Extracto —
----

Vasili Grossman fue, durante un tiempo, algo así como un héroe de la Unión Soviética. Había nacido en 1905 y en Berdichev, Ucrania, en una familia judía acomodada; la revolución lo entusiasmó desde el principio y decidió estudiar ingeniería porque, en esos días, el camarada Lenin decía que el comunismo era el poder soviético más la electricidad. Pero empezó a escribir desde muy joven y, a sus 30, publicó sus primeros cuentos; en 1936, mientras el camarada Stalin mataba a millones de comunistas con sus purgas, Grossman fue aceptado en la oficialísima Unión de Escritores, con todos sus privilegios, y abandonó la ingeniería. Al año siguiente su esposa Olga fue detenida por “no haber denunciado las actividades antisoviéticas” de su primer marido, el poeta Boris Guber. Desesperado, Grossman mandó una carta al jefe del servicio secreto, pidiendo su liberación: “Todo lo que poseo -mi educación, mi éxito como escritor, el alto privilegio de compartir mis pensamientos y mis sentimientos con los lectores soviéticos- se lo debo al gobierno soviético”. Para su propia sorpresa, su mujer fue liberada unos meses más tarde.
En 1941, la alianza entre Stalin y Hitler se rompió y los alemanes invadieron Rusia. Grossman fue exceptuado del servicio militar, pero pidió ir al frente como corresponsal: sus crónicas de guerra, publicadas en el diario del ejército soviético, Estrella Roja, lo hicieron popular y respetado. Grossman acompañó a las tropas rusas que liberaron el campo de Treblinka y fue uno de los primeros en escribir sobre el holocausto nazi. Buscaba, entre otras cosas, rastros de su madre, deportada y gaseada; sus artículos sirvieron como pruebas en los juicios de Nüremberg. Cuando la guerra terminó su vida era, dentro de lo posible, desahogada; hay distintas versiones sobre por qué decidió tirar todo por la borda.

----

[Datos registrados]
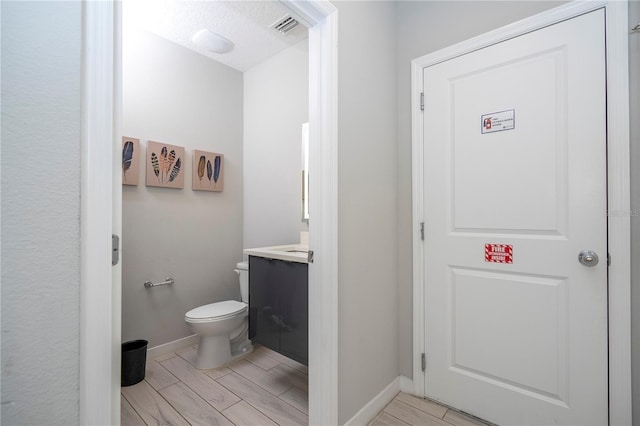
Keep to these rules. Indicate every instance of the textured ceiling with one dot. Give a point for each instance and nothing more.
(245, 23)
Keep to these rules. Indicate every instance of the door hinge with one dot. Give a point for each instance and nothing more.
(115, 249)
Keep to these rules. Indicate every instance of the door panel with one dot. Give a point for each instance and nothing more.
(515, 188)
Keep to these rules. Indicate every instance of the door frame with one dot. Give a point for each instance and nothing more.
(100, 211)
(618, 186)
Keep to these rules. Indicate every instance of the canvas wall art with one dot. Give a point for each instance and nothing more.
(130, 160)
(208, 171)
(165, 165)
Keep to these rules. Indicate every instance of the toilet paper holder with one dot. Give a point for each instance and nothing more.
(149, 284)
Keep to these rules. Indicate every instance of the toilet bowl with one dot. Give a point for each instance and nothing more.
(222, 327)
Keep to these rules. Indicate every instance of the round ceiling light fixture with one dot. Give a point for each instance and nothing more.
(211, 41)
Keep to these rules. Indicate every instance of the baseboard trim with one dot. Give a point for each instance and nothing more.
(406, 385)
(167, 348)
(377, 403)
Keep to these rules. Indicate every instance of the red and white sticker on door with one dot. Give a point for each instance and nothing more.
(498, 253)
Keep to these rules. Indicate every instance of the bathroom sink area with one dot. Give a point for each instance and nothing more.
(290, 252)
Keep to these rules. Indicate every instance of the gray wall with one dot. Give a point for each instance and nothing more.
(423, 28)
(276, 103)
(367, 211)
(176, 96)
(634, 91)
(41, 83)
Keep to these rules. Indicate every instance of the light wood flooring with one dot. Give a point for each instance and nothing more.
(264, 388)
(406, 409)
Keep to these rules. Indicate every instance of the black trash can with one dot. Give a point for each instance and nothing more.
(134, 360)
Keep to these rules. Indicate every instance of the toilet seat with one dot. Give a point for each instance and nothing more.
(216, 311)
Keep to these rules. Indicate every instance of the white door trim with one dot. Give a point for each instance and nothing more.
(99, 371)
(618, 186)
(322, 18)
(100, 299)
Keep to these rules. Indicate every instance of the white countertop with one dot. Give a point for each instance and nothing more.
(291, 252)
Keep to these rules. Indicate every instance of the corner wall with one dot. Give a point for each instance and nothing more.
(41, 132)
(367, 203)
(276, 103)
(176, 96)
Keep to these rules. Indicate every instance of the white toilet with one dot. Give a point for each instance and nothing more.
(222, 326)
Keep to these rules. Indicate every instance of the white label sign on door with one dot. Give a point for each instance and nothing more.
(499, 121)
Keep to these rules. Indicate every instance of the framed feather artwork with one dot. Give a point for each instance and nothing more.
(207, 171)
(165, 165)
(130, 160)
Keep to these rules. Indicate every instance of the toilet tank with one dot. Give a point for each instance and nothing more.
(242, 268)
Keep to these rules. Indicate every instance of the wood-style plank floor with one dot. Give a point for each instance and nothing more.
(264, 388)
(406, 409)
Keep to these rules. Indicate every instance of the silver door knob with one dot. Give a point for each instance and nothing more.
(588, 258)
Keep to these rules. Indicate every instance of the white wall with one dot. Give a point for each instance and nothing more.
(176, 96)
(425, 27)
(276, 103)
(41, 89)
(367, 203)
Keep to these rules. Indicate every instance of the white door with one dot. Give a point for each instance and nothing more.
(515, 189)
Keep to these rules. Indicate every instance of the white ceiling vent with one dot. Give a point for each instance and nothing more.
(284, 24)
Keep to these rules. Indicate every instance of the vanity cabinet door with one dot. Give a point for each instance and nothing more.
(264, 323)
(294, 302)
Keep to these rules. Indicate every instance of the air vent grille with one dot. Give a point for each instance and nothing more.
(284, 25)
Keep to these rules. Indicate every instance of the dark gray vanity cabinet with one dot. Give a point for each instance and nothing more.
(279, 306)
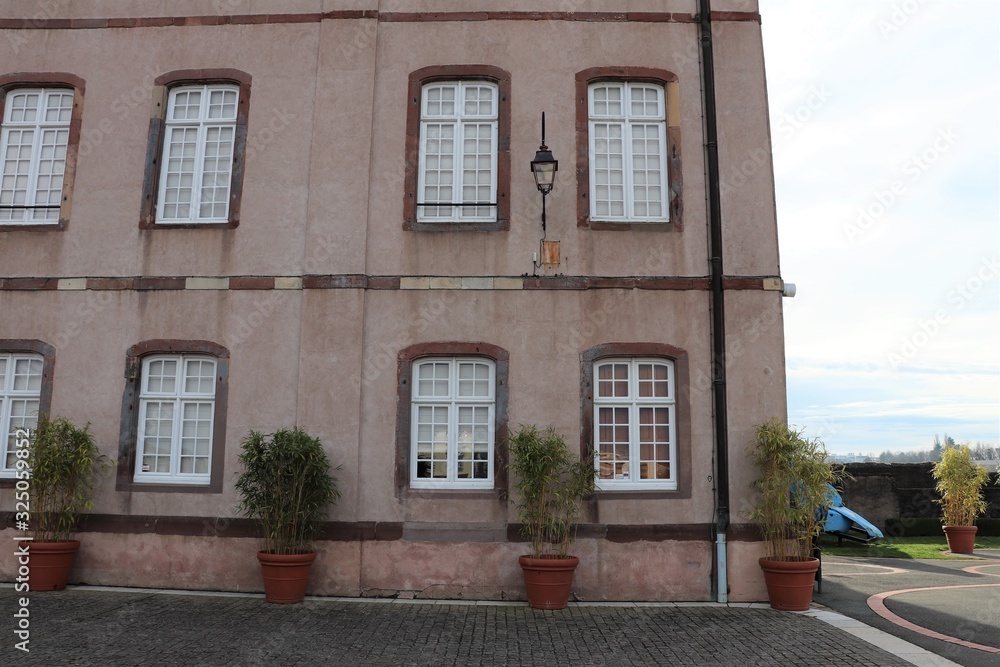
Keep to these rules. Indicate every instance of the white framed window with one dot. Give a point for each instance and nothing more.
(452, 428)
(20, 397)
(628, 152)
(176, 419)
(33, 146)
(635, 416)
(197, 163)
(457, 175)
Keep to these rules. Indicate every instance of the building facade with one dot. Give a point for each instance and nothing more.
(320, 213)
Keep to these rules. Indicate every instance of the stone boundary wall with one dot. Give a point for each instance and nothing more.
(891, 495)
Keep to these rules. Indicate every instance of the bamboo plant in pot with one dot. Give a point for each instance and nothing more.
(794, 485)
(550, 486)
(64, 461)
(960, 482)
(286, 485)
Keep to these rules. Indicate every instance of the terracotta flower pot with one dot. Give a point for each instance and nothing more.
(961, 539)
(286, 576)
(49, 564)
(548, 581)
(789, 582)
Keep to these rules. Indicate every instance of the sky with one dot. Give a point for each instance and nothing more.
(885, 122)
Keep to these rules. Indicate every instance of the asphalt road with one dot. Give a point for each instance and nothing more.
(959, 599)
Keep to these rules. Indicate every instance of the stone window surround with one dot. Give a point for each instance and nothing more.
(127, 445)
(417, 80)
(674, 173)
(405, 359)
(51, 80)
(48, 353)
(157, 130)
(682, 386)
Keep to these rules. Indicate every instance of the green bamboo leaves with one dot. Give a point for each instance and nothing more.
(793, 480)
(960, 482)
(64, 461)
(550, 485)
(286, 485)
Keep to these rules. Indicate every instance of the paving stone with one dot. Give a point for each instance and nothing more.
(82, 626)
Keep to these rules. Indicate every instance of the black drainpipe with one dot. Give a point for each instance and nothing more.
(718, 306)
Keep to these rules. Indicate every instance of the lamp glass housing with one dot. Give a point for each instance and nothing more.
(544, 168)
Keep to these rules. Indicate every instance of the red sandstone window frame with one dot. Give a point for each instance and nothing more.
(683, 461)
(404, 405)
(418, 79)
(669, 82)
(48, 354)
(9, 82)
(162, 87)
(128, 433)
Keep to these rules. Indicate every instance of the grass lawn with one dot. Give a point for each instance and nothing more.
(902, 547)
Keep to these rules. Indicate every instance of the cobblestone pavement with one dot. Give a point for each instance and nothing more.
(82, 626)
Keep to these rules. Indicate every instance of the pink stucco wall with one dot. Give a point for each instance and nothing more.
(323, 195)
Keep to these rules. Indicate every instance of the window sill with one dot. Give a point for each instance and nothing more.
(161, 487)
(496, 226)
(189, 225)
(602, 226)
(34, 227)
(449, 494)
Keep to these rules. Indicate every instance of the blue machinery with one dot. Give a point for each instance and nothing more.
(846, 524)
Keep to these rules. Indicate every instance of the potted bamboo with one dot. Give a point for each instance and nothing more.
(286, 485)
(960, 482)
(64, 461)
(550, 486)
(793, 483)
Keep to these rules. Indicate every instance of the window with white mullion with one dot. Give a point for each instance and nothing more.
(628, 168)
(452, 430)
(33, 147)
(176, 419)
(479, 157)
(20, 395)
(199, 140)
(634, 421)
(457, 178)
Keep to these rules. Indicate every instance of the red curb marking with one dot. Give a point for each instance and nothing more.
(877, 604)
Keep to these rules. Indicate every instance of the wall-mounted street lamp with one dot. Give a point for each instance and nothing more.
(544, 168)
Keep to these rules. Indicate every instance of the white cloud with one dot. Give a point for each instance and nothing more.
(889, 217)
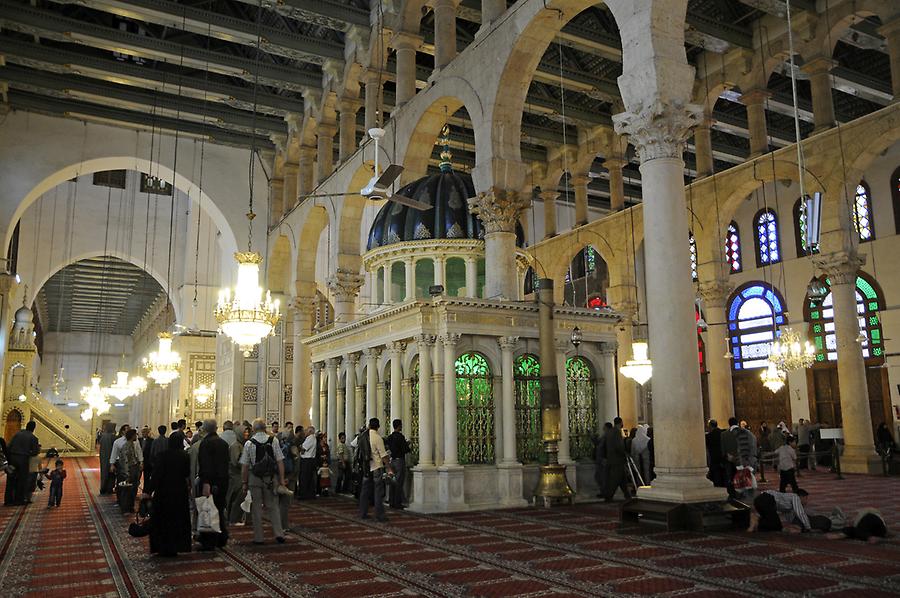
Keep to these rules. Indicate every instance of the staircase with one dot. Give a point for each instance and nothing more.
(55, 420)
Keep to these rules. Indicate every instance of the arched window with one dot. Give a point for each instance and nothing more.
(475, 409)
(869, 300)
(753, 314)
(582, 411)
(862, 213)
(693, 248)
(528, 409)
(768, 245)
(733, 248)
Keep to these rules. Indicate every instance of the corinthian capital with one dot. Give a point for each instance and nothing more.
(499, 209)
(345, 284)
(658, 130)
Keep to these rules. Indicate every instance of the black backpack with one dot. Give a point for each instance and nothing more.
(265, 465)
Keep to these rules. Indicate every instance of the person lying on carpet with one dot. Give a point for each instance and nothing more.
(770, 507)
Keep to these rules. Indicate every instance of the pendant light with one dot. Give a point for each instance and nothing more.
(248, 314)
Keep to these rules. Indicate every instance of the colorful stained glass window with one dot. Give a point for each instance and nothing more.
(733, 248)
(862, 213)
(475, 409)
(582, 411)
(693, 248)
(528, 409)
(821, 317)
(753, 314)
(768, 245)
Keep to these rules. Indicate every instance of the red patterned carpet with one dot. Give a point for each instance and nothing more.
(82, 549)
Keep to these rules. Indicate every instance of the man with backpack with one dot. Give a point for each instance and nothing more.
(262, 471)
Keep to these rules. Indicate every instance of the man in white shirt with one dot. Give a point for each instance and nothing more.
(260, 447)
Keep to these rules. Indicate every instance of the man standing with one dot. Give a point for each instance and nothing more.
(399, 448)
(262, 468)
(371, 445)
(212, 457)
(23, 446)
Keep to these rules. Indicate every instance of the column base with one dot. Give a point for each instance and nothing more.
(425, 490)
(509, 485)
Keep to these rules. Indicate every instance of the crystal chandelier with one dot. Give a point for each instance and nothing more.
(246, 317)
(164, 364)
(790, 352)
(639, 368)
(772, 377)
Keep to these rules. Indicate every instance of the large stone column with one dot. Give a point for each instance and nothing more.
(444, 32)
(755, 101)
(499, 210)
(315, 393)
(395, 352)
(371, 356)
(615, 168)
(842, 268)
(549, 199)
(721, 393)
(819, 71)
(331, 369)
(658, 130)
(344, 286)
(302, 312)
(406, 45)
(891, 32)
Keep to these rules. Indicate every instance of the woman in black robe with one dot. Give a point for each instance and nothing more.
(170, 516)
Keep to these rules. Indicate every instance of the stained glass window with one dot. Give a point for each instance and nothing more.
(821, 317)
(693, 247)
(528, 409)
(582, 411)
(753, 314)
(862, 213)
(733, 248)
(475, 409)
(768, 246)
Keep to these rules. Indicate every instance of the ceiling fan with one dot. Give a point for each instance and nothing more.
(378, 187)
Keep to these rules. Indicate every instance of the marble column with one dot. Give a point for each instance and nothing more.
(615, 166)
(444, 32)
(395, 352)
(721, 393)
(315, 393)
(425, 343)
(579, 184)
(508, 400)
(658, 131)
(344, 286)
(351, 359)
(755, 101)
(331, 370)
(819, 71)
(549, 199)
(371, 356)
(406, 45)
(842, 268)
(499, 211)
(325, 151)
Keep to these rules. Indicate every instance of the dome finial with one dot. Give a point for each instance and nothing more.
(446, 156)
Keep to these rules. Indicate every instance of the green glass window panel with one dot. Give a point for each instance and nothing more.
(475, 410)
(528, 409)
(582, 412)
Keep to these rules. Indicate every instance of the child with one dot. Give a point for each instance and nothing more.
(56, 478)
(786, 457)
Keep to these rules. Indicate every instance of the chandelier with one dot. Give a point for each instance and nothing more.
(790, 352)
(772, 377)
(164, 364)
(639, 368)
(246, 317)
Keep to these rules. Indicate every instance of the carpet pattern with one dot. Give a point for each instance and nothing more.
(83, 549)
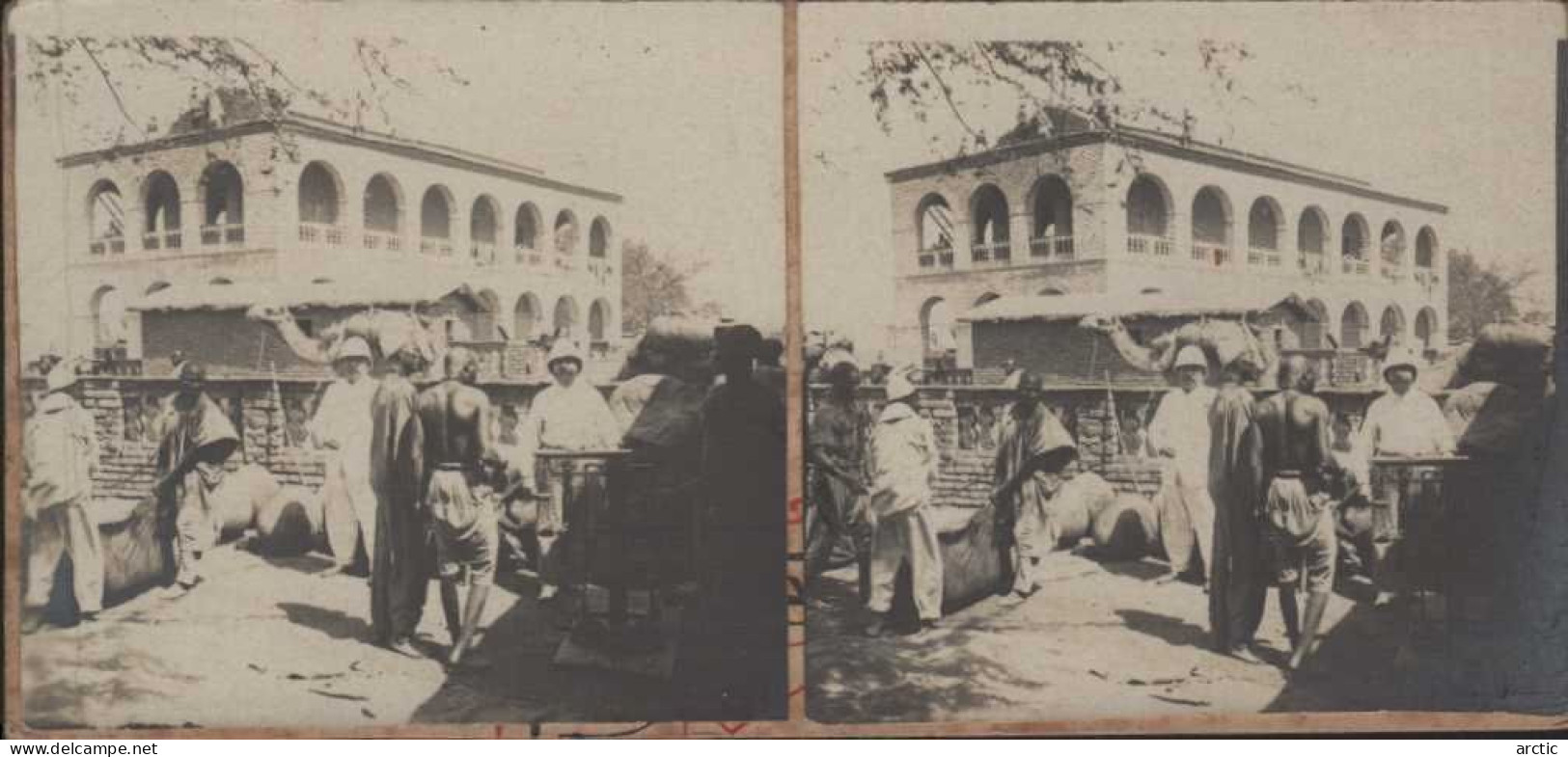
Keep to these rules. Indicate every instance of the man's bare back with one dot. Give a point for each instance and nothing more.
(455, 419)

----

Qué hacer — Devuelve sin cambios el pasaje del extracto sobre Vasili Grossman que comienza en "En 1941, la" y termina en "por la borda.". Estas filas no guardan relación con el extracto.

Resultado —
En 1941, la alianza entre Stalin y Hitler se rompió y los alemanes invadieron Rusia. Grossman fue exceptuado del servicio militar, pero pidió ir al frente como corresponsal: sus crónicas de guerra, publicadas en el diario del ejército soviético, Estrella Roja, lo hicieron popular y respetado. Grossman acompañó a las tropas rusas que liberaron el campo de Treblinka y fue uno de los primeros en escribir sobre el holocausto nazi. Buscaba, entre otras cosas, rastros de su madre, deportada y gaseada; sus artículos sirvieron como pruebas en los juicios de Nüremberg. Cuando la guerra terminó su vida era, dentro de lo posible, desahogada; hay distintas versiones sobre por qué decidió tirar todo por la borda.